__What is expected__
Could you transcribe each record below exactly as written, setting the pictures aside?

__Collection entries__
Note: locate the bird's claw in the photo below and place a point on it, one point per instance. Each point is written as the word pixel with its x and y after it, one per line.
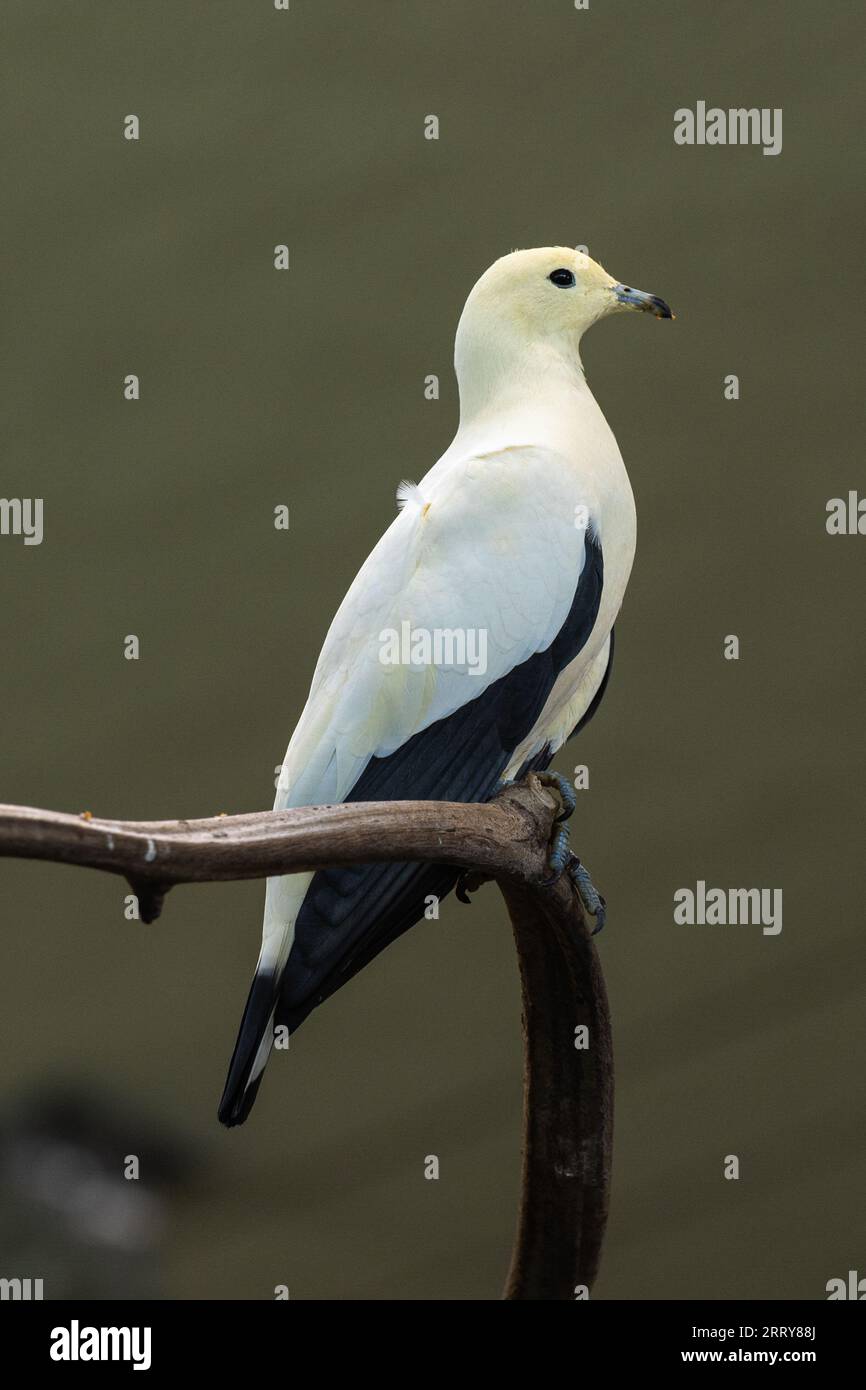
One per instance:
pixel 558 856
pixel 566 792
pixel 590 895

__Solution to this task__
Note: locate the bird's claw in the photo below and place a point on it, one point per instance. Each point is written as the word pixel with its x and y after it, one per line.
One per instance:
pixel 558 856
pixel 566 792
pixel 590 895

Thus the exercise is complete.